(Stored records)
*** Block opens ***
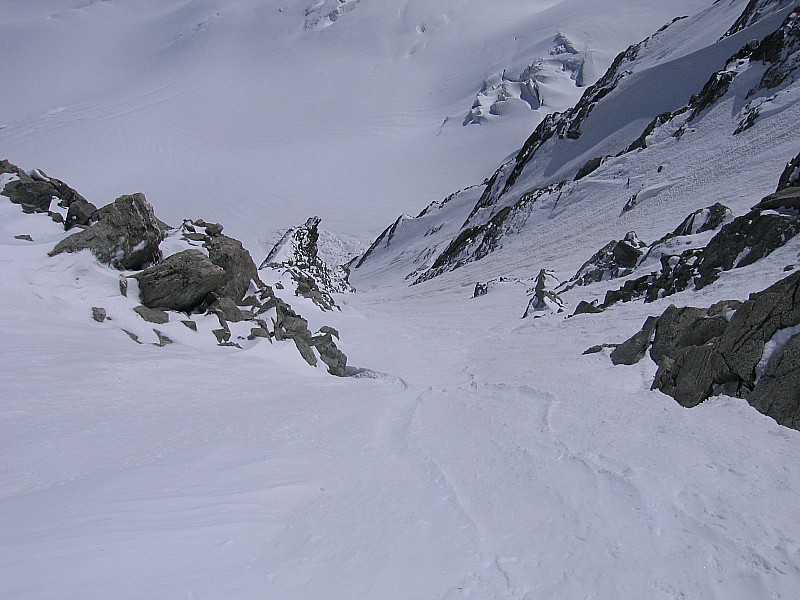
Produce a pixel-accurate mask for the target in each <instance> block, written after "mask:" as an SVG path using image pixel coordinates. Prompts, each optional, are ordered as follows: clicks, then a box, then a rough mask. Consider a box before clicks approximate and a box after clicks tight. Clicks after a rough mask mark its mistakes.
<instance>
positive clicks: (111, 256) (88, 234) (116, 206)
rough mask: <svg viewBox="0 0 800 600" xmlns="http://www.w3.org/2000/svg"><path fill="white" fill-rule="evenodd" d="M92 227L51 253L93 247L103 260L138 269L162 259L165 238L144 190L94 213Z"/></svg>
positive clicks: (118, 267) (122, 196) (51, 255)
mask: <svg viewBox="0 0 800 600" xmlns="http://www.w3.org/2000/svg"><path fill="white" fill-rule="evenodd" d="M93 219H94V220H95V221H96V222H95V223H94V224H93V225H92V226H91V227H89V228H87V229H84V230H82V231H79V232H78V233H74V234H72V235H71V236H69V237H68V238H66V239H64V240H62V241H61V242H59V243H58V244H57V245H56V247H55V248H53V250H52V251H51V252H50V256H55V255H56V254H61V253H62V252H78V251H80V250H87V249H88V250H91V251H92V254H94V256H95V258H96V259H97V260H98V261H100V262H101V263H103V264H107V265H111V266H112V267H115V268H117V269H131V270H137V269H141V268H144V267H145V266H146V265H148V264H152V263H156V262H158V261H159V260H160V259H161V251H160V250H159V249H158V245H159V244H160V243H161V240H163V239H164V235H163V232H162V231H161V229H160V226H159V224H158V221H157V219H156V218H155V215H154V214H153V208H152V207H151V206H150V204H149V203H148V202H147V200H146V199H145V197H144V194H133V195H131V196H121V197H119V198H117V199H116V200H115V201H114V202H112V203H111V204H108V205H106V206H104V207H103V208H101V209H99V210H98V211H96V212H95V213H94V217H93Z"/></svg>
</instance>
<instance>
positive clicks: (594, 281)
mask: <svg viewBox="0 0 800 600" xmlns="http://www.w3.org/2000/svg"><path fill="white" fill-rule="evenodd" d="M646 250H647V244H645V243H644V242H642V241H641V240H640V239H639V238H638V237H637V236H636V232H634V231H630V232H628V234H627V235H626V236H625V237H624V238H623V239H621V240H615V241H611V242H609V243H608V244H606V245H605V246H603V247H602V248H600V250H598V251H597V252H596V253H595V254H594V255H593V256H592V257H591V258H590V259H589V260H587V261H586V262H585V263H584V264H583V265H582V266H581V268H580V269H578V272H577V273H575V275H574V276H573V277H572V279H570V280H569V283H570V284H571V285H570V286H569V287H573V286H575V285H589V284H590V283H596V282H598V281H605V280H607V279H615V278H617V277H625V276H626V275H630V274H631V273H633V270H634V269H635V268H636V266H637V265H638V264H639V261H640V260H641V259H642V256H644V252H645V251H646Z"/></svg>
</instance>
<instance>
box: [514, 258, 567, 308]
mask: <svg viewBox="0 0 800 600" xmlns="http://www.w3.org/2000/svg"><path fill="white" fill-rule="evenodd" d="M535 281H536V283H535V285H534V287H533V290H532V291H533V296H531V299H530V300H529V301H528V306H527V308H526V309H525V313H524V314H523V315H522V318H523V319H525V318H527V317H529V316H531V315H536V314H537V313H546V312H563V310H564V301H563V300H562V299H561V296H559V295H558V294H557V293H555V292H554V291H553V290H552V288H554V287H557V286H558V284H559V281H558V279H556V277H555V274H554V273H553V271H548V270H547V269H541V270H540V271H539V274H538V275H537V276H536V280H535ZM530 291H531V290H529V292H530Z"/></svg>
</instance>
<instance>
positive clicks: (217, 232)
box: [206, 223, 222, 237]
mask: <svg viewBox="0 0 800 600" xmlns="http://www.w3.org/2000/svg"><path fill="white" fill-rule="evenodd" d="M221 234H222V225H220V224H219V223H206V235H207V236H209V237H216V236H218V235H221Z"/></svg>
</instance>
*** Block closes ***
Required work> Display each line of the data where "rough" occurs.

The answer>
Produce a pixel-accurate mask for the target in each <instance> block, written after "mask:" as an SVG path using image pixel coordinates. Prompts, each optional, are ordered as follows: clicks, then a box, then a rough mask. Consider a box before clicks approximate and a box after clicks tight. Clicks after a rough mask mark its mistakes.
rough mask: <svg viewBox="0 0 800 600" xmlns="http://www.w3.org/2000/svg"><path fill="white" fill-rule="evenodd" d="M92 227L51 253L93 247L103 260L138 269L162 259L165 238L144 190L94 213Z"/></svg>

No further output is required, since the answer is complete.